SUPPLIED INFORMATION:
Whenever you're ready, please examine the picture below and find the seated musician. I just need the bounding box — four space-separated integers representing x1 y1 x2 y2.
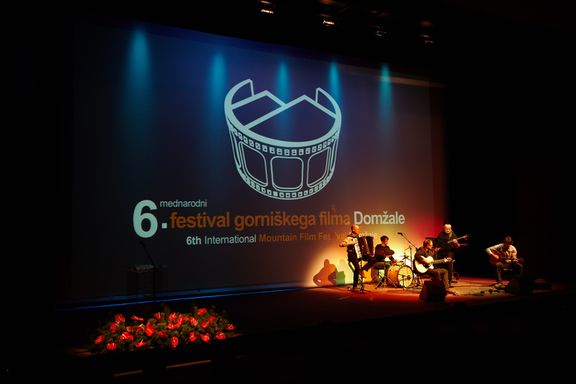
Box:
370 235 395 284
414 239 456 295
486 236 524 289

TASK DIRECTIONS: Give the records back exactly. Leave the pictures out.

SOLUTION TO THIS EXERCISE:
Whenever you're ready, please examine the picture below and find the seated musician. I just need the bounding box — four space-separated integers representing x1 y1 x2 y2.
Box:
370 235 395 284
414 239 456 295
486 236 524 289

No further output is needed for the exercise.